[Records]
○ ○ ○ ○

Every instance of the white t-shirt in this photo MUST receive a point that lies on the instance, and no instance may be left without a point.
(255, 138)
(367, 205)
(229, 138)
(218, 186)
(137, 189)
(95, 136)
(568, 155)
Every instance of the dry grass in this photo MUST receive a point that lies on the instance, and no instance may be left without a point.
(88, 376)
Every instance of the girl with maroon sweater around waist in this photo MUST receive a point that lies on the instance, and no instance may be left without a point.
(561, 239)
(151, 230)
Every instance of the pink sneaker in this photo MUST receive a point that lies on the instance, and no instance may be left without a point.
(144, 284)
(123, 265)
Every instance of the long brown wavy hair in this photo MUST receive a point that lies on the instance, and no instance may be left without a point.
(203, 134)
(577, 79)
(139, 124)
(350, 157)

○ ○ ○ ○

**Problem**:
Render each line of the listing above as a numbered list, omitting any blank lines.

**Answer for the task**:
1. Every instance of the white t-shirt in this photo MUST receive a point that lies on the instance, and no instance may be left without a point.
2. (255, 138)
3. (367, 205)
4. (229, 138)
5. (218, 186)
6. (137, 189)
7. (95, 136)
8. (568, 155)
9. Every instance of the dry grass in this photo MUST receive a point that lies on the instance, and no instance may be left without a point.
10. (88, 376)
11. Every instance of the girl with maroon sweater around waist in this photo MUST receive a point that lies on the instance, and no instance may be left without a point.
12. (561, 239)
13. (151, 230)
14. Every instance of the pink sneaker in this photo MUST receive a point that lies on the instance, and no instance may be left without a point.
15. (144, 284)
16. (123, 265)
17. Every instance of the long brown wavy hair in this photo MUST receive a point that lies on the instance, and no instance may be left without a point.
18. (203, 134)
19. (577, 79)
20. (139, 124)
21. (350, 157)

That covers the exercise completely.